VORLIEGENDES MATERIAL ->
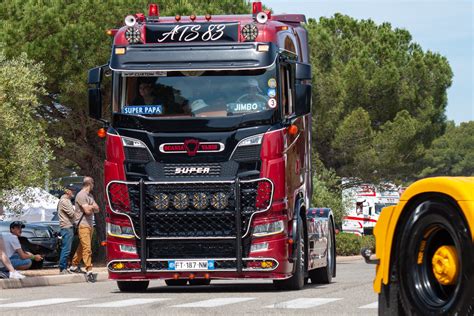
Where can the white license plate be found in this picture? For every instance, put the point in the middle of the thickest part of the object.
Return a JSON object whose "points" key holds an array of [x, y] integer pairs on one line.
{"points": [[186, 265]]}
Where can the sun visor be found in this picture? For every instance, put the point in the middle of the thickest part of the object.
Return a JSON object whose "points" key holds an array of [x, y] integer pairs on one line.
{"points": [[172, 57]]}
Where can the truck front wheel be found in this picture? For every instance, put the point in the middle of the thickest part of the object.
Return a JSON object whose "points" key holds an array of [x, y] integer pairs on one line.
{"points": [[435, 275], [324, 275], [296, 281], [133, 286]]}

ZIEL DER ÜBUNG -> Gib das gesamte Material oben Zeile für Zeile unverändert aus. Lass dabei die Bilder weg.

MUSTERLÖSUNG ->
Where can the white license plate be found in this picture? For every instance, put the point in the middle of the thickest part of the object.
Return a JSON object whose "points" key holds an array of [x, y] integer pairs on one line.
{"points": [[186, 265]]}
Where can the sun visor be found in this picture? For every instance, put the point in the middle of the thickest part of the object.
Return a JSON object whose "points" key holds an array of [x, y] integer pairs on one line.
{"points": [[172, 57]]}
Where can the truck front wheel be found in this picture? For every instance, put the point in the middle of the thickest part of the object.
Return a JSON object whose "points" key holds an array of [x, y] integer pairs on one line.
{"points": [[435, 275], [324, 275], [296, 281], [133, 286]]}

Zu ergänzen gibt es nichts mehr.